(Segmentation labeling entries)

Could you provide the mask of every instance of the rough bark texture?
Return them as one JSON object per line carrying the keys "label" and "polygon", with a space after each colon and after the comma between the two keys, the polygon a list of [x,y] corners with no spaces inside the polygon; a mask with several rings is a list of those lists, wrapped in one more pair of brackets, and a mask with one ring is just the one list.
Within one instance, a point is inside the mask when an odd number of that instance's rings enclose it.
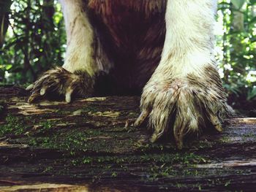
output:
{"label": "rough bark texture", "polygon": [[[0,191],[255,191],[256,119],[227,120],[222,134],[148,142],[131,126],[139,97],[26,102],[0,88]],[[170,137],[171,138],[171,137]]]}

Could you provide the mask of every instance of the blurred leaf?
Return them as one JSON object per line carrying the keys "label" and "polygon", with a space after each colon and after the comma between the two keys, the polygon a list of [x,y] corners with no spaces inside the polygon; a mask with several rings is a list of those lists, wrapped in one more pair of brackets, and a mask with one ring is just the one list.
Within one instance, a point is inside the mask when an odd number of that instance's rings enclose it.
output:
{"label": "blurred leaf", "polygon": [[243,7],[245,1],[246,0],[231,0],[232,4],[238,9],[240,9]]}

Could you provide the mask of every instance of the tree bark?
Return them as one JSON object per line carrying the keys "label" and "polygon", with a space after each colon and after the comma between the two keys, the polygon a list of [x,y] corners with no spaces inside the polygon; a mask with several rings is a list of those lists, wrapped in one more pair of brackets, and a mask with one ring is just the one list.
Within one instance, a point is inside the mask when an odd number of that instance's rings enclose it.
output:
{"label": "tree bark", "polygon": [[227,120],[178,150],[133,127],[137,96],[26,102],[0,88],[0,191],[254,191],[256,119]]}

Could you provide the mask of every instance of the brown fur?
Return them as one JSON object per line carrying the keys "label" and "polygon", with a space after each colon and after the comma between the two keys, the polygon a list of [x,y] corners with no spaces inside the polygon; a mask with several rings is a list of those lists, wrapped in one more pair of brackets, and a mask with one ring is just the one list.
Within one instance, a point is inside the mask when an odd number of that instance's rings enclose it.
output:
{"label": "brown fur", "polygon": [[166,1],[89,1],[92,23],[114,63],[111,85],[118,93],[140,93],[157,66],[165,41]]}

...

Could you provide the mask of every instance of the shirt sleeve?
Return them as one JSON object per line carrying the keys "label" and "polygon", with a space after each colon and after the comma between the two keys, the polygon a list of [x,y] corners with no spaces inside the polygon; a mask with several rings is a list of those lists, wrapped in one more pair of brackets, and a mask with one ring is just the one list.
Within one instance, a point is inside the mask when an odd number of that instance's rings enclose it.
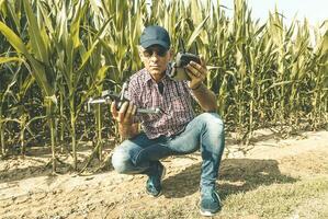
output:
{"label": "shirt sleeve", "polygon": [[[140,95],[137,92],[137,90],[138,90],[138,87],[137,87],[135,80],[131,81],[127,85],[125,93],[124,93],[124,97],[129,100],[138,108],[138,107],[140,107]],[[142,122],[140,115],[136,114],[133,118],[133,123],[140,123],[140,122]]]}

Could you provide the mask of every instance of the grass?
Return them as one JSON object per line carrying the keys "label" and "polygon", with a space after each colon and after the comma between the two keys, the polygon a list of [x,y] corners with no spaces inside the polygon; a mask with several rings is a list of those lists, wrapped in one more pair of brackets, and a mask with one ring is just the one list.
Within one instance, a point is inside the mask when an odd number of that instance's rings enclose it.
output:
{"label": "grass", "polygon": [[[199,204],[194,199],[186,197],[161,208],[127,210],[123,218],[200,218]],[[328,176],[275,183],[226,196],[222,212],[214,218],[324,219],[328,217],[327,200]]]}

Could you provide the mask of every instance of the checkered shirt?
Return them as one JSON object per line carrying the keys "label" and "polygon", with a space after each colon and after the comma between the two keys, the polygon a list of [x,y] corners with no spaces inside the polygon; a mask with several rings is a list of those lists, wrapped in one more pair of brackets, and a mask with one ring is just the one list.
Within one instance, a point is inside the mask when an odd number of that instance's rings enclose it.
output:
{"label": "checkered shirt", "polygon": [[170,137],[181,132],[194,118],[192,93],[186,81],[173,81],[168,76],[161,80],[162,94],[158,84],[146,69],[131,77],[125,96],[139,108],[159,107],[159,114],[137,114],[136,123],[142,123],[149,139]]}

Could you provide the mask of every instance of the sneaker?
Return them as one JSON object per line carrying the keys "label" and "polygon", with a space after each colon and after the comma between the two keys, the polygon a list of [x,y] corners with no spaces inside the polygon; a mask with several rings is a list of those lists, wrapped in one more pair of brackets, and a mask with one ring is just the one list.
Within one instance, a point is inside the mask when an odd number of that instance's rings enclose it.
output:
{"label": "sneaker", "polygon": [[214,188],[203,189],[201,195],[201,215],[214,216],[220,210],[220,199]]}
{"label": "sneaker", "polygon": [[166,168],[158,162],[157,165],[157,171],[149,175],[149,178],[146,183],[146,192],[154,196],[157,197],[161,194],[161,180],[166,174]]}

==

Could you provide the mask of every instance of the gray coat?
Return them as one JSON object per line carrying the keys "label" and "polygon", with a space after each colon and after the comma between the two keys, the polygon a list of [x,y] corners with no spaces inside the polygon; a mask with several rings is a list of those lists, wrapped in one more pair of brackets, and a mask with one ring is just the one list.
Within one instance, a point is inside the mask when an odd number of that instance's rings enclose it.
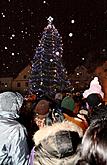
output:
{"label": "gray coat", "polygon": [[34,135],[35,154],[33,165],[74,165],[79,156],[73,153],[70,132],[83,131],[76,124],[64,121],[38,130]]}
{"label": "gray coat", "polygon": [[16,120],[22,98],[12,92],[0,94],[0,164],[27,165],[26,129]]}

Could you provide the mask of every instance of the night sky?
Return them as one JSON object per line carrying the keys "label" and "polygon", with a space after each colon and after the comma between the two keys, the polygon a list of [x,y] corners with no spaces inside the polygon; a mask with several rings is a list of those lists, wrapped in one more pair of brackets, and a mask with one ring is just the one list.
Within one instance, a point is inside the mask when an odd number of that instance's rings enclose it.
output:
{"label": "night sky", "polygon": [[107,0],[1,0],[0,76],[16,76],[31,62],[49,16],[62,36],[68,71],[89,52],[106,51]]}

> WHAT IS EXPECTED
How many lines in the items above contain the word "night"? Reply with the number alone.

> ANSWER TO THIS TASK
2